TASK TO CARRY OUT: Transcribe the entries below exactly as they appear.

>>>

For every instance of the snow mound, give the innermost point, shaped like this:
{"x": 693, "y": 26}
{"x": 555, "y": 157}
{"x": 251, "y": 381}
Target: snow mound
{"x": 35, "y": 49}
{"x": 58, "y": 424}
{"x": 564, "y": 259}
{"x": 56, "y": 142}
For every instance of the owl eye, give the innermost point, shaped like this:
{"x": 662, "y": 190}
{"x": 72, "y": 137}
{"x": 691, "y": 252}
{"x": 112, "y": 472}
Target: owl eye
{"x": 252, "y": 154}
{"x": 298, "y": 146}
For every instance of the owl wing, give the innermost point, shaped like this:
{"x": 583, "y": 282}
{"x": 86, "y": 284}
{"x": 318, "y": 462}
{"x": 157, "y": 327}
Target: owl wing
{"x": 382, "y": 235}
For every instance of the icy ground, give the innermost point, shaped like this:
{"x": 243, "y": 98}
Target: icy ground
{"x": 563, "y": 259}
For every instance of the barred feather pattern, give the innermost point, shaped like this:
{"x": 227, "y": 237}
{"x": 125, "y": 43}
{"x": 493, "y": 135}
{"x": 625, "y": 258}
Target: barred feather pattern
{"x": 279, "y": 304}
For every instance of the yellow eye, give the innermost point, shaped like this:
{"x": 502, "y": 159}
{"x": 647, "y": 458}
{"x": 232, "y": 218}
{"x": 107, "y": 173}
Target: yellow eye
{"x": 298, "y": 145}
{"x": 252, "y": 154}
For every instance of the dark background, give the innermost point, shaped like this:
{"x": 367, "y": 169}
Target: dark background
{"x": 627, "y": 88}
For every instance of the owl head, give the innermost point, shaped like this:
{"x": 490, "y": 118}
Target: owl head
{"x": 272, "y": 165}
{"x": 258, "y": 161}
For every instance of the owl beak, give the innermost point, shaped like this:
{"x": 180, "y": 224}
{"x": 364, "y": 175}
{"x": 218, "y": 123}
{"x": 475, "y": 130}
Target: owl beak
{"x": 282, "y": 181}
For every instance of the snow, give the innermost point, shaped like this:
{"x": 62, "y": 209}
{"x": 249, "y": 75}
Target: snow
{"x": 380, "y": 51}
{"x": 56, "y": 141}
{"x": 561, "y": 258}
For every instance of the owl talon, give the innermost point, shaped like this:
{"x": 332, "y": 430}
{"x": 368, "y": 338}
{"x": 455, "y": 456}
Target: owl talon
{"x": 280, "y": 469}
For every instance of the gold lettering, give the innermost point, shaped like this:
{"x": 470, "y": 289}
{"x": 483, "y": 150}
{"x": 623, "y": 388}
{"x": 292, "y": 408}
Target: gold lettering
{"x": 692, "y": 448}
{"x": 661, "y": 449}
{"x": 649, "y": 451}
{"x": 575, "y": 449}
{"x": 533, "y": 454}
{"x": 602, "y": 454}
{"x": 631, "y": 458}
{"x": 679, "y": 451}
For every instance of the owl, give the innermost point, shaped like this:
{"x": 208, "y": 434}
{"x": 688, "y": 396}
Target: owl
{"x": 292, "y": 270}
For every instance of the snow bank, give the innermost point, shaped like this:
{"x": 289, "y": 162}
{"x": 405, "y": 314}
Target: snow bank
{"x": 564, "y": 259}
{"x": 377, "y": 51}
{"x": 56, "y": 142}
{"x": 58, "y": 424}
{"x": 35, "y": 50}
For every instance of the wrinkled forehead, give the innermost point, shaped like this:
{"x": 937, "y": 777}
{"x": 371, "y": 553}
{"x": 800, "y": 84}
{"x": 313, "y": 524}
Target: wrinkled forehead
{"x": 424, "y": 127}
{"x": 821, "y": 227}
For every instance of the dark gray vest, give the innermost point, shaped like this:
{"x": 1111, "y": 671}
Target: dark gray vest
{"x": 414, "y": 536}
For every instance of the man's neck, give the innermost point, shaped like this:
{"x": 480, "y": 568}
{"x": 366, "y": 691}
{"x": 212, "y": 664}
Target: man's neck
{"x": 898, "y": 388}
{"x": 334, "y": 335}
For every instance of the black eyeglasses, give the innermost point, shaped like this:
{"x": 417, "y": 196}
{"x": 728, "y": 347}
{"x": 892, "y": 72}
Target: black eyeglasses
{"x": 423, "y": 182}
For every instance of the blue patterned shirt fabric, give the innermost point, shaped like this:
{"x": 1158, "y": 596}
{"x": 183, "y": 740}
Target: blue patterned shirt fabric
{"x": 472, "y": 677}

<<<

THE COMPLETED TASK:
For every instance of the snow mound, give the innermost point, shaped like this:
{"x": 693, "y": 26}
{"x": 555, "y": 157}
{"x": 251, "y": 381}
Target: snow mound
{"x": 35, "y": 49}
{"x": 58, "y": 424}
{"x": 564, "y": 259}
{"x": 56, "y": 142}
For every instance of the owl eye, give the innermost point, shaped like this:
{"x": 662, "y": 190}
{"x": 72, "y": 137}
{"x": 691, "y": 252}
{"x": 112, "y": 472}
Target: owl eye
{"x": 252, "y": 154}
{"x": 298, "y": 146}
For every instance of the owl wing, give the innermost point, shaped like this:
{"x": 583, "y": 282}
{"x": 86, "y": 284}
{"x": 318, "y": 462}
{"x": 157, "y": 327}
Target: owl wing
{"x": 382, "y": 235}
For every instance of the icy ground, give the innermost point, shaped like this:
{"x": 243, "y": 98}
Target: icy ground
{"x": 563, "y": 259}
For every instance of the barred feather pattern, give the innermost point, shaped like this:
{"x": 227, "y": 237}
{"x": 125, "y": 43}
{"x": 493, "y": 135}
{"x": 625, "y": 258}
Target: barred feather pattern
{"x": 279, "y": 304}
For every instance of the yellow eye, give the innermost point, shaped like this:
{"x": 502, "y": 159}
{"x": 647, "y": 458}
{"x": 232, "y": 218}
{"x": 107, "y": 173}
Target: yellow eye
{"x": 298, "y": 145}
{"x": 252, "y": 154}
For every instance of the dark background, give the innermost point, shaped like this:
{"x": 367, "y": 169}
Target: dark background
{"x": 627, "y": 88}
For every instance of the owl head, give the innermost point, shaped like this:
{"x": 490, "y": 118}
Target: owl head
{"x": 272, "y": 165}
{"x": 258, "y": 161}
For every instance of the owl beak, give the innermost point, shaped like this:
{"x": 180, "y": 224}
{"x": 364, "y": 175}
{"x": 218, "y": 123}
{"x": 475, "y": 130}
Target: owl beak
{"x": 282, "y": 181}
For every instance of the snow, give the innermost point, shaped like this:
{"x": 62, "y": 209}
{"x": 249, "y": 75}
Target: snow
{"x": 380, "y": 51}
{"x": 56, "y": 141}
{"x": 561, "y": 258}
For every instance of the owl talon, give the innermost point, shaped like this:
{"x": 332, "y": 430}
{"x": 368, "y": 338}
{"x": 455, "y": 456}
Target: owl talon
{"x": 280, "y": 469}
For every instance of the gold lettering, give the innermost point, shaped like this:
{"x": 470, "y": 289}
{"x": 483, "y": 150}
{"x": 623, "y": 388}
{"x": 292, "y": 408}
Target: gold lettering
{"x": 692, "y": 448}
{"x": 661, "y": 449}
{"x": 649, "y": 451}
{"x": 575, "y": 449}
{"x": 533, "y": 454}
{"x": 602, "y": 454}
{"x": 631, "y": 458}
{"x": 679, "y": 451}
For every instance of the owl, give the innermost point, shaped like this:
{"x": 208, "y": 434}
{"x": 688, "y": 396}
Target: owl
{"x": 292, "y": 270}
For every instance of the snow bank, give the innermost point, shaped like this:
{"x": 289, "y": 162}
{"x": 405, "y": 314}
Target: snow bank
{"x": 564, "y": 259}
{"x": 377, "y": 51}
{"x": 56, "y": 142}
{"x": 58, "y": 424}
{"x": 35, "y": 50}
For every instance of the wrinkled forehead, give the innermost point, shaped like this:
{"x": 937, "y": 777}
{"x": 371, "y": 553}
{"x": 800, "y": 84}
{"x": 313, "y": 524}
Target: wrinkled forehead
{"x": 424, "y": 127}
{"x": 821, "y": 227}
For every instance of the dark gray vest, give the innermost point, shaped like this:
{"x": 1111, "y": 671}
Target: dark gray vest
{"x": 414, "y": 536}
For every instance of the man's neck, give the innermost point, shaped like this:
{"x": 480, "y": 568}
{"x": 366, "y": 691}
{"x": 212, "y": 664}
Target: man's neck
{"x": 898, "y": 388}
{"x": 334, "y": 335}
For every instance of the black eyeglasses, give the innermost point, shaped like this:
{"x": 417, "y": 196}
{"x": 728, "y": 347}
{"x": 892, "y": 72}
Target: black eyeglasses
{"x": 423, "y": 182}
For every instance of the blue patterned shirt fabric, give the innermost point, shaped like this:
{"x": 1158, "y": 596}
{"x": 183, "y": 740}
Target: blue patterned shirt fabric
{"x": 472, "y": 677}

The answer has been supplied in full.